Extracted data entries
* * * * *
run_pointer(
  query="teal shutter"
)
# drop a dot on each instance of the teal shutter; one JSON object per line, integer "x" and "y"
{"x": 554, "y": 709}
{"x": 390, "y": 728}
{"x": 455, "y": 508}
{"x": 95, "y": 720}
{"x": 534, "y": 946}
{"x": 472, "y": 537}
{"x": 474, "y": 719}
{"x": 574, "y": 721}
* * * * *
Exercise details:
Reproduce the items above line for line, without changing anything.

Solution to the exercise:
run_pointer(
  query="teal shutter"
)
# drop a dot on each instance of the teal shutter; one JSON object per line, integer "x" and "y"
{"x": 554, "y": 709}
{"x": 390, "y": 728}
{"x": 455, "y": 508}
{"x": 95, "y": 720}
{"x": 534, "y": 946}
{"x": 472, "y": 537}
{"x": 474, "y": 719}
{"x": 574, "y": 721}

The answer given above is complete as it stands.